I always wondered about NBA stars who came straight out of high school. Successful stars like Kobe Bryant and LeBron James show they were and are prepared for the biggER league by skipping college and falling into the NBA.Duke won their 4th National title just tonight. What would happen if Kobe went to Duke? What would happen if Amare Stoudemire went to Memphis? Would they have won for their colleges? I was watching Kobe’s draft night video earlier. He stated a great point for his reason to jump straight into the NBA. “It’s the biggest challenge” Kobe said. The NBA IS the biggest challenge for any basketball talent. Here are some high school stars that actually lived up to their potential.

Kobe Bryant – Out of Lower Merion High School, Kobe took his team to the state title and won. Of course, he was drafted in 1996 by the Charlotte Hornets. And the biggest mistake the Hornets EVER made was trade Kobe away for Vlade Divac. Kobe, now one of the best in the league has come to the top with 4 championships and maybe more to come.

LeBron James – Born and grew up in Ohio and playing for the Cleveland Cavaliers, isn’t that a dream for anyone to play for their hometown? LeBron came into the league as one of the most hyped players ever. The hype and potential did pay off. With a MVP trophy and another one yet to come this season, LeBron has his Cavaliers with the best record in the league this season. The only thing the “King” needs is a championship on his belt to prove he is probably one of the best.

Amare StoudemireStoudemire was originally committed to the University of Memphis. His knee injury held him back pretty big when he was young. Amare’s knee injury was projected to bother him more in the near future. Luckily, that injury turned around quickly. Stoudemire bulked up and dominated the paint for the Suns scoring. He also won the Rookie of the Year award which was no surprise since he averaged nearly a double double and a block.

Kevin Garnett – When he was in the T-wolves, Garnett had to be the most outstanding Power Forward next to Tim Duncan. Being the 5th pick overall in 1995, Garnett played well and proved to Minnesota that this was HIS team. His days in a Timberwolves jersey were quite impressive since he averaged a double-double for six straight years and a MVP title in 2004. Now, at age 33, Garnett is on the Celtics and finally won a ring with them in 2008.

▶ WRITTEN TASK:
In the post about players who went from high school straight to the NBA, what overall pick was Kevin Garnett in 1995?

▶ DATA ENTRIES:
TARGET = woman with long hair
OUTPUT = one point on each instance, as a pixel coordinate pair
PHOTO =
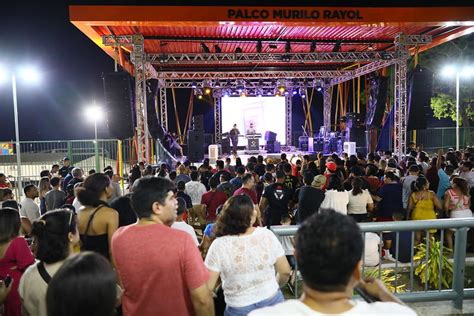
(43, 188)
(84, 285)
(97, 221)
(246, 259)
(360, 201)
(422, 203)
(55, 234)
(456, 204)
(336, 197)
(15, 257)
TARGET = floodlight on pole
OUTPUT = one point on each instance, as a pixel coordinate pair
(457, 71)
(94, 113)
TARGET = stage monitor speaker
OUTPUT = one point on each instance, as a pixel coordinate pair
(273, 147)
(354, 120)
(419, 98)
(198, 123)
(119, 104)
(378, 90)
(195, 146)
(154, 127)
(270, 136)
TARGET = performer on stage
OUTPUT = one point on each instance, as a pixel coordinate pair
(234, 138)
(251, 129)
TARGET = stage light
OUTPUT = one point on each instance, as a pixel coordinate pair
(29, 74)
(467, 72)
(259, 47)
(94, 113)
(205, 49)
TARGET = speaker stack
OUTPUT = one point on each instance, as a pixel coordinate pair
(196, 144)
(119, 104)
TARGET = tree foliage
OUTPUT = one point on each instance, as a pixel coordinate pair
(459, 51)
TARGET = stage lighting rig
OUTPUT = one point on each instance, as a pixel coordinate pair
(259, 47)
(205, 49)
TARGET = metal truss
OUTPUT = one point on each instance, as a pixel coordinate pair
(163, 109)
(327, 105)
(402, 43)
(217, 120)
(366, 69)
(222, 75)
(288, 116)
(142, 71)
(232, 58)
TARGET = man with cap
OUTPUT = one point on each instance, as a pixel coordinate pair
(180, 224)
(277, 197)
(310, 196)
(330, 170)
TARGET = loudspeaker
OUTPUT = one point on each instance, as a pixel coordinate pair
(378, 89)
(273, 147)
(119, 104)
(270, 136)
(195, 146)
(154, 127)
(354, 120)
(198, 123)
(419, 98)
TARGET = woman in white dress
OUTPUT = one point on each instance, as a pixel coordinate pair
(246, 259)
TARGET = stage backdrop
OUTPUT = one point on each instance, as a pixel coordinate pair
(263, 113)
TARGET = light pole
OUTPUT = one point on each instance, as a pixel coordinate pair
(95, 113)
(457, 71)
(28, 74)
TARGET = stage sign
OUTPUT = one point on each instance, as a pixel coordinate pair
(6, 149)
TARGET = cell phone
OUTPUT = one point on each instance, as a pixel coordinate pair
(366, 296)
(7, 280)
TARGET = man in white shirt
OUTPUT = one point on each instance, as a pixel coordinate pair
(195, 189)
(328, 252)
(29, 209)
(180, 224)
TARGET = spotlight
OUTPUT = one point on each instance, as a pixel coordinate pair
(205, 49)
(259, 47)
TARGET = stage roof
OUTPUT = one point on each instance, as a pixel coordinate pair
(183, 29)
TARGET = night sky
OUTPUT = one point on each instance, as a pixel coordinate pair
(39, 33)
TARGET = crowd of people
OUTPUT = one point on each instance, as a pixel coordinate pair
(194, 240)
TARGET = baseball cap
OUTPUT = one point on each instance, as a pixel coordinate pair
(331, 165)
(318, 181)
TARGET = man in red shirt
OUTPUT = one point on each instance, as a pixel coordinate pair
(213, 199)
(248, 188)
(160, 268)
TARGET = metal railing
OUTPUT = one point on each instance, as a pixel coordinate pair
(457, 293)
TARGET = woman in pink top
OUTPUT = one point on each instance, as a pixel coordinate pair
(456, 204)
(15, 257)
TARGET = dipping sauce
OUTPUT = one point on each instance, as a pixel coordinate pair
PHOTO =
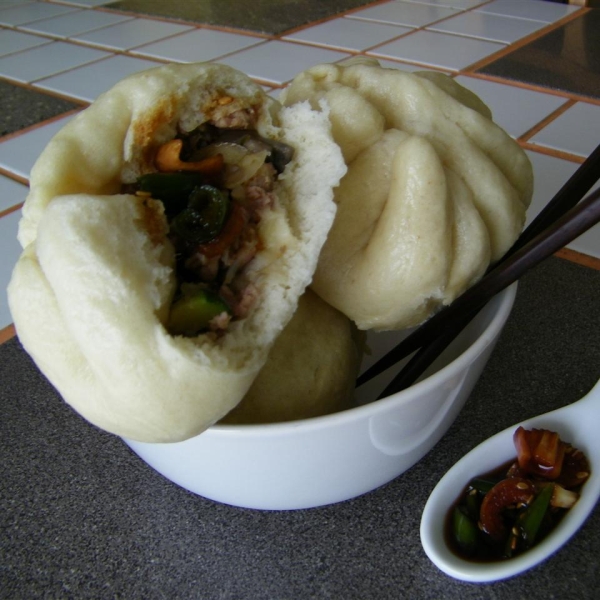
(507, 511)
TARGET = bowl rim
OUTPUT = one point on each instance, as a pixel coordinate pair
(505, 298)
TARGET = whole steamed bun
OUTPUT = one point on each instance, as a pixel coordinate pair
(435, 191)
(311, 370)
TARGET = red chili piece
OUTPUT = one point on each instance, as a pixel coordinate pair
(509, 492)
(539, 452)
(575, 468)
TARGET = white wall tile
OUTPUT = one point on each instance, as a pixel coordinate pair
(576, 131)
(76, 22)
(515, 109)
(438, 49)
(279, 62)
(88, 82)
(43, 61)
(198, 45)
(349, 34)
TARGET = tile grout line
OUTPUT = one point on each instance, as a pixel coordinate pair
(524, 41)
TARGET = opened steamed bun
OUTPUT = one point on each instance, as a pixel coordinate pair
(91, 292)
(435, 191)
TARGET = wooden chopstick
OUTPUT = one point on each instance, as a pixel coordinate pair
(425, 338)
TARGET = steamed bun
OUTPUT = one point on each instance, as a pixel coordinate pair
(435, 191)
(311, 369)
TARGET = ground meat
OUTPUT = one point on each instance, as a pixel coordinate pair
(243, 118)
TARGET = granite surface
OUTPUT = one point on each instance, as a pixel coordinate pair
(566, 59)
(21, 107)
(82, 517)
(264, 16)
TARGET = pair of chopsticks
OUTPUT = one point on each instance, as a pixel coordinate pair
(563, 219)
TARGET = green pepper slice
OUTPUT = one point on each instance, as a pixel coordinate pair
(191, 314)
(465, 531)
(173, 189)
(531, 520)
(204, 217)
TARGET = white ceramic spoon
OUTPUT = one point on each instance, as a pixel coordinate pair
(577, 424)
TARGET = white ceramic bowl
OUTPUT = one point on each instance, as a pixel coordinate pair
(303, 464)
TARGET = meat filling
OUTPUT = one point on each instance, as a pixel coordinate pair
(216, 184)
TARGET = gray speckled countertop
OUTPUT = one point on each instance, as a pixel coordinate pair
(83, 517)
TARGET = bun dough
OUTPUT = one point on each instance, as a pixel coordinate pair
(311, 370)
(435, 191)
(90, 293)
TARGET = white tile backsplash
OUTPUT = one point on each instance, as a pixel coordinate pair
(33, 11)
(438, 49)
(278, 62)
(88, 82)
(77, 22)
(411, 14)
(515, 109)
(132, 33)
(43, 61)
(349, 34)
(496, 28)
(15, 41)
(576, 131)
(198, 45)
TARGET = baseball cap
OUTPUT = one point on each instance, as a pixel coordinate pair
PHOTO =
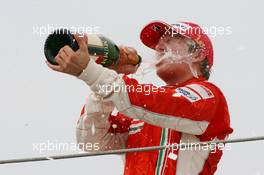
(152, 32)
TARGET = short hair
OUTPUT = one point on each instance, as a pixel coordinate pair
(204, 65)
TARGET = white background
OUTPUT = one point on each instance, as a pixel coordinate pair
(37, 105)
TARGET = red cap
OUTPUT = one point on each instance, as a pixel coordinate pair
(152, 32)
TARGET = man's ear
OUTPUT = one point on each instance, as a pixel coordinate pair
(200, 56)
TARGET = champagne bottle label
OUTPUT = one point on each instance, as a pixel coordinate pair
(101, 49)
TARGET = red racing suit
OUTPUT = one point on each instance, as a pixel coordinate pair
(132, 115)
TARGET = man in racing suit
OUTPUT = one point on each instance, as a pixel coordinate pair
(120, 113)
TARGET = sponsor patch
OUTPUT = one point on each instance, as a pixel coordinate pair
(135, 128)
(204, 92)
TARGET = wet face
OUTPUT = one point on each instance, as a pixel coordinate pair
(167, 68)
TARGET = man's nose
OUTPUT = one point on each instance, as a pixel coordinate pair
(160, 48)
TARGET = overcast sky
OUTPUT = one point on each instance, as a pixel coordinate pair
(38, 105)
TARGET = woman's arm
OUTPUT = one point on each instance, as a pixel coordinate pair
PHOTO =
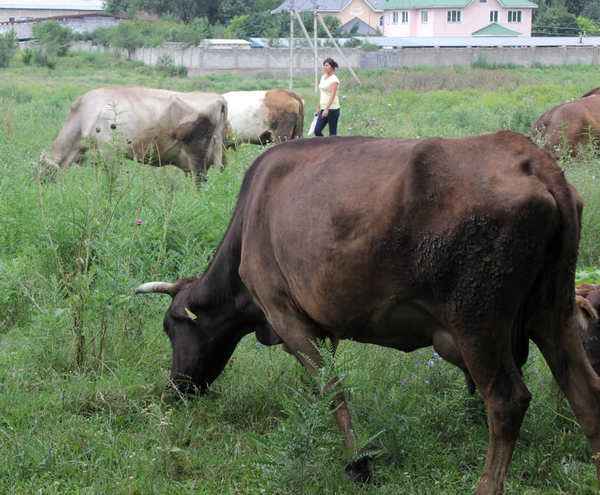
(334, 87)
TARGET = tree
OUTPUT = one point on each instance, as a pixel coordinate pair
(127, 36)
(587, 26)
(54, 40)
(228, 9)
(555, 21)
(8, 47)
(334, 25)
(257, 25)
(234, 29)
(575, 7)
(592, 11)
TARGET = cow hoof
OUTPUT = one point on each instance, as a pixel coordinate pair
(358, 470)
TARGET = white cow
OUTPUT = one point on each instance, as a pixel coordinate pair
(155, 126)
(259, 117)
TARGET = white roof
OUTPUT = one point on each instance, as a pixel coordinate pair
(52, 4)
(482, 41)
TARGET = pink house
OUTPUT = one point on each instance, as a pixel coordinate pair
(457, 18)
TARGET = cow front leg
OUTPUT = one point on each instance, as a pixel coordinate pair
(357, 470)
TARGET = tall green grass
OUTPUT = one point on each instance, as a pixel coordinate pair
(83, 361)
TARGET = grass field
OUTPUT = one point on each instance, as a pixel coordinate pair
(84, 361)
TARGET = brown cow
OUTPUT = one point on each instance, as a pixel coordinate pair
(260, 117)
(588, 300)
(469, 245)
(155, 126)
(570, 125)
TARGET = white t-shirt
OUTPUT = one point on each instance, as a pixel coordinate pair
(325, 88)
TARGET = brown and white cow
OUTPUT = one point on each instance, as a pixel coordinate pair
(260, 117)
(570, 125)
(155, 126)
(469, 245)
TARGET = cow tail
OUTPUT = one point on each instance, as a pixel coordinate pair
(563, 265)
(299, 128)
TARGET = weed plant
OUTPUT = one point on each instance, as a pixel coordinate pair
(84, 362)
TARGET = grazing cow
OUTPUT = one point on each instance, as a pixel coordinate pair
(569, 125)
(588, 300)
(260, 117)
(155, 126)
(466, 244)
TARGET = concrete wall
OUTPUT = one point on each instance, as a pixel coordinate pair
(274, 62)
(76, 23)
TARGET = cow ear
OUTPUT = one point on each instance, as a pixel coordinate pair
(585, 311)
(584, 289)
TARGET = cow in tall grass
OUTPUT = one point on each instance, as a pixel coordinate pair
(261, 117)
(155, 126)
(567, 127)
(469, 245)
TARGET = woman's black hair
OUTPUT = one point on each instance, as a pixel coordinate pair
(331, 62)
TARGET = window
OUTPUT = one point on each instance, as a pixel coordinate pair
(455, 16)
(514, 15)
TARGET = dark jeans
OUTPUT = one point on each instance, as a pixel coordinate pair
(331, 119)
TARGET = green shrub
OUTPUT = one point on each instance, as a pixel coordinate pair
(8, 47)
(27, 55)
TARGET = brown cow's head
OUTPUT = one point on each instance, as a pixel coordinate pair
(587, 303)
(200, 349)
(204, 327)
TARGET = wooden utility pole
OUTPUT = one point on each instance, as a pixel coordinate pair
(316, 56)
(339, 50)
(291, 43)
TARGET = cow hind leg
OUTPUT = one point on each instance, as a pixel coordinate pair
(507, 399)
(307, 353)
(195, 138)
(578, 381)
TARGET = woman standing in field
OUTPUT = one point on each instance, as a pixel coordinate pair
(328, 109)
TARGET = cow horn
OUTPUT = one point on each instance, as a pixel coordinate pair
(154, 287)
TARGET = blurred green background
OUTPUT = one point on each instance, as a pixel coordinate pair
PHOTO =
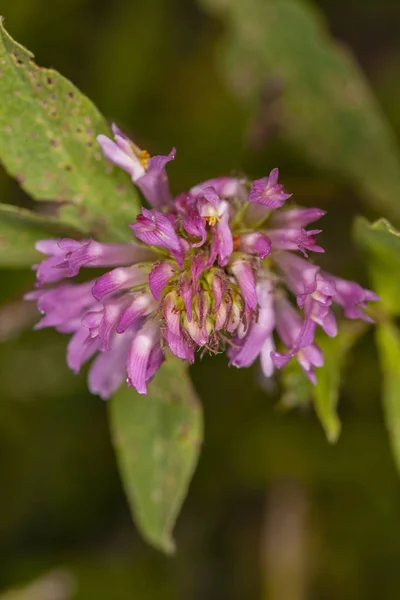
(274, 512)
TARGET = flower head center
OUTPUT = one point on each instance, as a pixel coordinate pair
(144, 158)
(212, 220)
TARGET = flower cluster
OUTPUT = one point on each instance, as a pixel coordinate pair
(214, 268)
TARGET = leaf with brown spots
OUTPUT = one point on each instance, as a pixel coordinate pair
(157, 439)
(48, 132)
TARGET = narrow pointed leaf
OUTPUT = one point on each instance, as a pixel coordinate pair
(388, 342)
(298, 391)
(326, 392)
(19, 231)
(322, 103)
(48, 132)
(157, 440)
(381, 242)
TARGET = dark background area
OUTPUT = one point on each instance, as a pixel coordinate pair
(274, 512)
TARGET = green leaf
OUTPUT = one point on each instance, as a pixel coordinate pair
(19, 231)
(325, 107)
(381, 241)
(48, 132)
(388, 342)
(157, 439)
(326, 391)
(298, 391)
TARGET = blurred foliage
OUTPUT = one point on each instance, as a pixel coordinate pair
(19, 231)
(151, 67)
(278, 54)
(48, 143)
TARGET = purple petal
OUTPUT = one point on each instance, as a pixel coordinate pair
(121, 154)
(95, 254)
(300, 275)
(118, 280)
(186, 293)
(267, 365)
(260, 330)
(139, 354)
(155, 229)
(142, 305)
(171, 313)
(256, 243)
(352, 297)
(197, 267)
(108, 370)
(179, 346)
(218, 288)
(243, 272)
(195, 225)
(294, 239)
(80, 348)
(160, 275)
(222, 239)
(154, 183)
(268, 192)
(224, 187)
(51, 270)
(296, 218)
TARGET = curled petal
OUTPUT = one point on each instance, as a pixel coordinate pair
(141, 305)
(268, 192)
(171, 313)
(224, 187)
(296, 218)
(243, 272)
(260, 330)
(80, 348)
(222, 242)
(352, 297)
(218, 288)
(138, 359)
(155, 229)
(179, 346)
(295, 239)
(160, 275)
(197, 267)
(122, 155)
(154, 183)
(256, 243)
(108, 370)
(118, 280)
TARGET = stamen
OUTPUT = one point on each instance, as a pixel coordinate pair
(212, 220)
(144, 158)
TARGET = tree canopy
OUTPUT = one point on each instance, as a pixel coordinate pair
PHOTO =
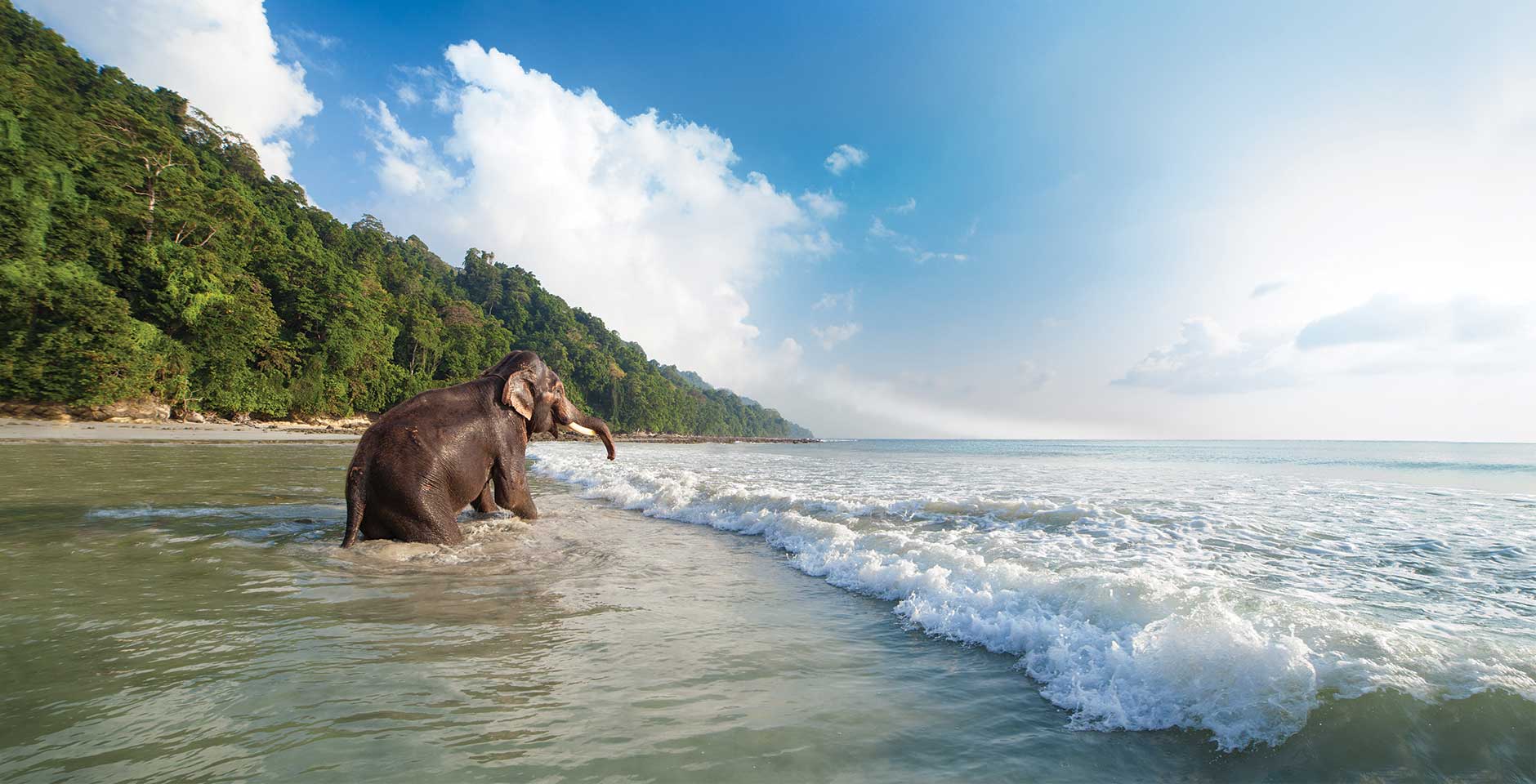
(143, 251)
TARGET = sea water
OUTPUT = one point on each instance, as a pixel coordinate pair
(857, 611)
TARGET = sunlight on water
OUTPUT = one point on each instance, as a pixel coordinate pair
(1331, 611)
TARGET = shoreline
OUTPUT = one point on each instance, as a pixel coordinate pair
(150, 430)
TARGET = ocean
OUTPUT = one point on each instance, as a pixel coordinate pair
(842, 611)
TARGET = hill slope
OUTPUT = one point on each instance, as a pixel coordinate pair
(145, 252)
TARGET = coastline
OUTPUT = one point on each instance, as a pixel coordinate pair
(151, 430)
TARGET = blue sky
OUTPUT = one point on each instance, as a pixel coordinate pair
(1060, 221)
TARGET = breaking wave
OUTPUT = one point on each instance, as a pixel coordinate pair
(1137, 609)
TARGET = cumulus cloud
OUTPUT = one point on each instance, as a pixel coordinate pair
(303, 45)
(822, 204)
(845, 157)
(836, 333)
(1382, 319)
(1208, 359)
(218, 54)
(830, 301)
(641, 220)
(408, 164)
(909, 246)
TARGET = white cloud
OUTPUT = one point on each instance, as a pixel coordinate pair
(218, 54)
(822, 204)
(836, 333)
(408, 164)
(1266, 289)
(640, 220)
(1208, 359)
(1382, 336)
(1389, 319)
(1033, 376)
(845, 157)
(1382, 319)
(909, 246)
(832, 301)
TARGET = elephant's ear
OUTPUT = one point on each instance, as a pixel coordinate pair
(518, 393)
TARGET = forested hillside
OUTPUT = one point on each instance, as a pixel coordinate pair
(145, 252)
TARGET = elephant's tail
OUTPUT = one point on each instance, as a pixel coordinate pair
(357, 501)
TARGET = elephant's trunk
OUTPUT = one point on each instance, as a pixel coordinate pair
(590, 425)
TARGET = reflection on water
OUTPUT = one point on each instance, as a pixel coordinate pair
(180, 612)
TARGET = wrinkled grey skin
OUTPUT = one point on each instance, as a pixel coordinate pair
(429, 456)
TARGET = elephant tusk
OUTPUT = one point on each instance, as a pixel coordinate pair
(584, 431)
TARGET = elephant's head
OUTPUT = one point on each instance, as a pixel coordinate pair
(538, 394)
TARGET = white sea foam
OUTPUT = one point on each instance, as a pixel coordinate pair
(1139, 597)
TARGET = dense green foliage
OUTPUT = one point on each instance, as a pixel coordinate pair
(145, 252)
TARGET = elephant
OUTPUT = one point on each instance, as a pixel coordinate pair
(424, 459)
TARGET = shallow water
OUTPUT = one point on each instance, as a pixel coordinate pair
(1232, 612)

▶ EXERCISE RESULT:
He was the 5th pick overall.